Selected text -
Tuesday, 13 October 2020

Horror Express 2020 #6:
Mas Alla Del Terror /
‘Further Than Fear’

(Tomás Aznar, 1980)

The more I learn about global genre cinema, the more I appreciate those increasingly rare opportunities to jump into something with absolutely no idea what to expect. As such, this remarkably obscure Spanish horror - available solely as an extremely smeary VHS-rip, insofar as I’m aware - proved a rare treat.

Going in, all I knew about Tomás Aznar’s film was:

1. It features some pretty great electro-rock music, which was once featured on an episode of El Diabolik’s Psychotronic Soundtracks.
2. It was released in Spain under the auspices of ‘Cinevisión’, the same company responsible for Escalofrío / Satan’s Blood a few years earlier.
3. It was advertised using the fairly awe-inspiring, Frazetta-plagiarising poster you see reproduced above. (1)

All in all then, the omens looked good.

Perhaps one of the things which has led to ‘Mas Alla Del Terror’ receiving so little attention from horror fans is the misleadingly mild pre-credits sequence, which sees a young woman (Lola, played by Raquel Ramírez) being picked up from a roadside café by an older man, with the couple’s earnest dialogue suggesting that they are engaged in some kind of long-term adulterous relationship.

Lola insists on taking her partner to some out of the way, rural idyll, where, in a matter of seconds, things go from second-rate Truffaut to full-on Ruggero Deodato, as she attempts to steal the man’s wallet, prompting him begin savagely beating her, before she in turn pulls a knife and remorselessly carves him up.

“Dirty fucker - this ain’t shit buddy,” she exclaims as she contemptuously pockets the measly few pesetas which comprised his roll, wiping her blade on his tie and leaving him bleeding out from multiple chest wounds as she sets out to hitchhike back to town. Yikes!

Post-credits, we re-join Lola in what seems to be her more natural habitat, rocking regulation leathers as she trades sneering, scatological insults with the other members of her equally amoral, drug-huffing misfit biker gang (“Fuck, you smell like camel shit - find yourself a good dentist”, she greets a dealer dishing out wraps of hash outside a nightclub).

Exercises -
1) In the review of Mas Alla Del Terror above, which actress plays Lola?
2) Write a continuation of the review of Mas Alla Del Terror, beginning immediately after its final sentence.

Data provided -
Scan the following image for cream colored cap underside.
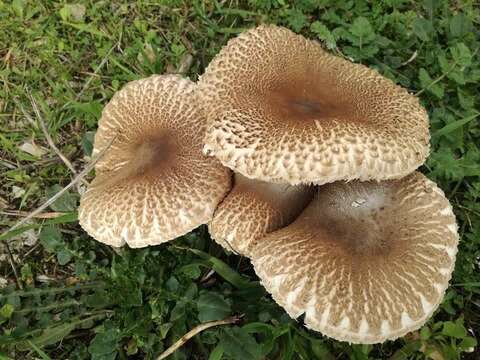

Answers to each task -
1) Raquel Ramírez

2)
From here, the movie kicks into gear as a kind of ‘Mad Foxes’-via-‘Last House..’ type psychotic youth-gone-wild gang movie, as these punk kids indulge in all kinds of gratuitous cruelty, exchanging dialogue that (if the fab-subs to be believed) consists largely of increasingly obscene sexual insults, which I won’t recount here lest they offend the sensibilities of the very internet itself.

After an attempt to rob a greasy spoon cafe (dig that low level of ambition) escalates into an impromptu killing spree, the gang - who now essentially comprise Lola plus leader Chema (Francisco Sánchez Grajera) and wingnut Nico (Emilio Siegrist) - briefly go on the road ‘Rabid Dogs’-style with a pair of hostages. So fucked up are our anti-social anti-heroes though, they can’t even keep this relatively straight-forward scenario on the road for more than five minutes of screen time, before internecine bickering leads to a roadside altercation soon leaves them lost in the depths of the countryside with a totalled car.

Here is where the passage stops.